## EXTRAIT DU TEXTE:
^^^^^^^^
Réalisé
par Antoine Blossier. France. Fantastique. Durée : 1h20 (Sortie le 13 juillet 2011). Avec Grégoire Colin, François Levantal, Fred Ulysse, Bérénice Béjo, Isabelle Renauld et Joseph Mallerba.
Ces derniers mois, on a pu constater un frémissement "fantastique" dans le cinéma français, grâce à de jeunes réalisateurs qui, àl’instar de leurs homologues européens, notamment espagnols, n’hésitent plus à s’emparer du genre pour le parer de couleurs tricolores.
On a ainsi pu voir un hommage au "giallo" avec "Amer" ou "Les nuits rouges du bourreau de jade", assister au retour d’un cinéma baignant dans l’étrange avec "La lisière" et même faire un tour au pays des morts-vivants avec "La Meute".
Aujourd’hui, c’est vers le "gore à la française" que semble lorgner Antoine Blossier pour son premier film, "La traque", dont l’originalité est de faire naître la peur des fourrés d’une forêt obscure, sous la forme d’une angoisse primitive distillée par des sangliers transformés en bêtes terrifiantes à la suite de mutations génétiques dues à l’absorption de produits chimiques.
^^^^^^^^
## LIGNES DE DONNÉES:
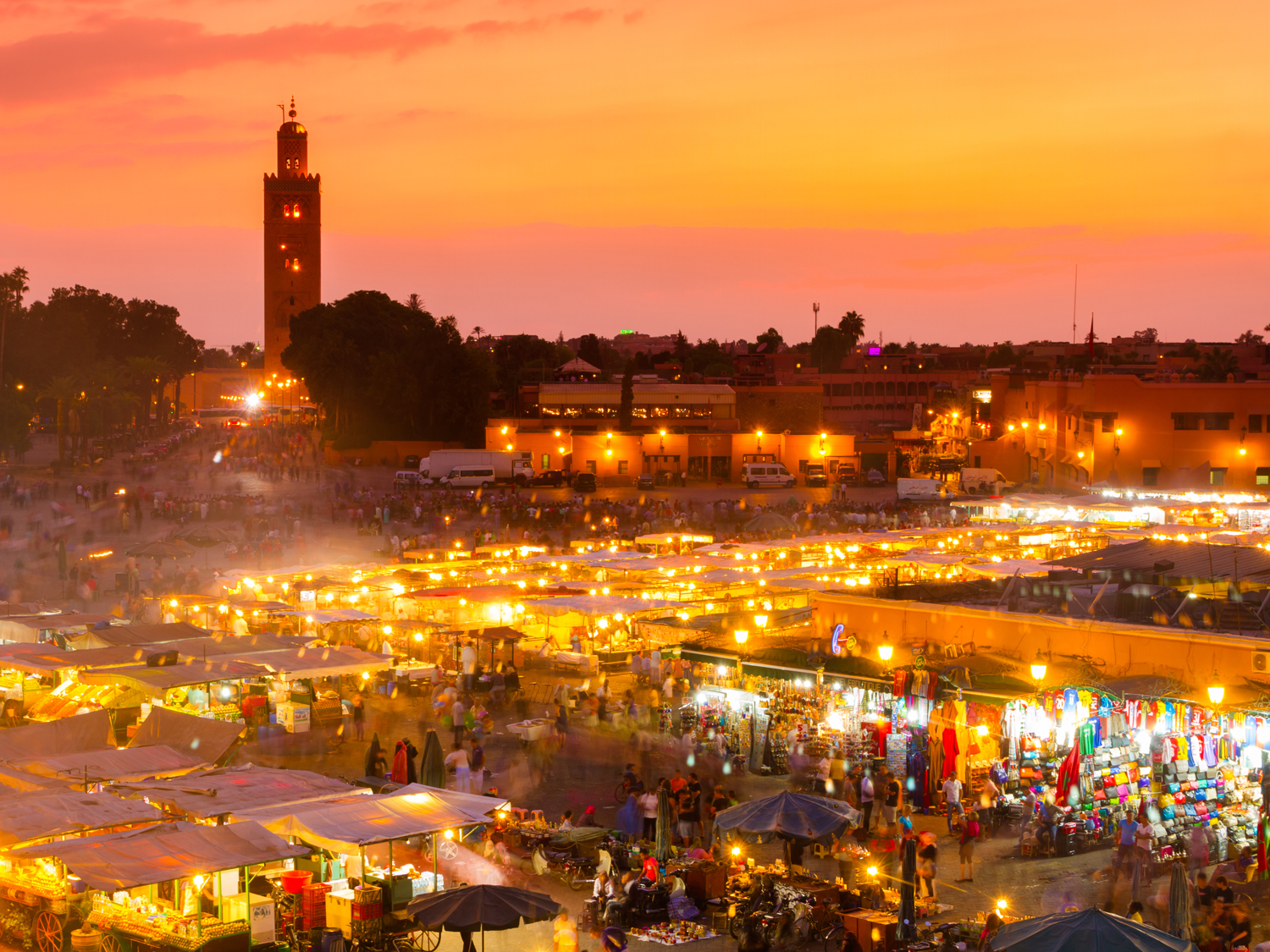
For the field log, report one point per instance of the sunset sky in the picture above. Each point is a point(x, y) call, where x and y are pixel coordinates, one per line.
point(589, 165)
^^^^^^^^
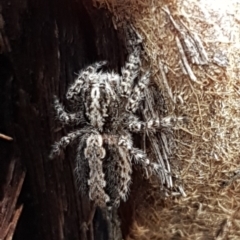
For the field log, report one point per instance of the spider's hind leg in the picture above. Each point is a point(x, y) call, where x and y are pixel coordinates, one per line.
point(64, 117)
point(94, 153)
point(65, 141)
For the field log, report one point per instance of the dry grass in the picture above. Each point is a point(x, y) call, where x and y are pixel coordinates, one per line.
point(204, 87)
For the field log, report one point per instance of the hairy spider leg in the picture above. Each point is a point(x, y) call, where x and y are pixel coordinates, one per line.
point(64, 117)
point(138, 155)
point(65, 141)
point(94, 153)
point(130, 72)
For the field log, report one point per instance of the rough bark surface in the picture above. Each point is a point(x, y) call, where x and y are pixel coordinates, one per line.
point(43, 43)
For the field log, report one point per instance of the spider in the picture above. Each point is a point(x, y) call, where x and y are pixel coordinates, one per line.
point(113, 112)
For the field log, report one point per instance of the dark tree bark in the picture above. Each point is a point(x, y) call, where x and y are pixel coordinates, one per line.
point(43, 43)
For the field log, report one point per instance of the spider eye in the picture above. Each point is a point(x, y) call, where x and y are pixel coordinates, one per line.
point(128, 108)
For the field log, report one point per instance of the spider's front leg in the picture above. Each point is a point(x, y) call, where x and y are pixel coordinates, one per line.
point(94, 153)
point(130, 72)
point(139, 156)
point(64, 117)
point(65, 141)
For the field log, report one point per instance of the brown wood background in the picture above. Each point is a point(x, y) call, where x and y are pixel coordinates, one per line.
^^^^^^^^
## TRAVAIL À FAIRE:
[A] Pouvez-vous recopier à l'identique le passage de la critique de « La traque » en commençant à « Aujourd’hui, c’est vers » et en terminant à « de produits chimiques. » ?
[B] D'après la critique de « La traque », quels animaux deviennent des bêtes terrifiantes dans le film ?

## RÉSULTATS OBTENUS:
[A]
Aujourd’hui, c’est vers le "gore à la française" que semble lorgner Antoine Blossier pour son premier film, "La traque", dont l’originalité est de faire naître la peur des fourrés d’une forêt obscure, sous la forme d’une angoisse primitive distillée par des sangliers transformés en bêtes terrifiantes à la suite de mutations génétiques dues à l’absorption de produits chimiques.

[B] Des sangliers.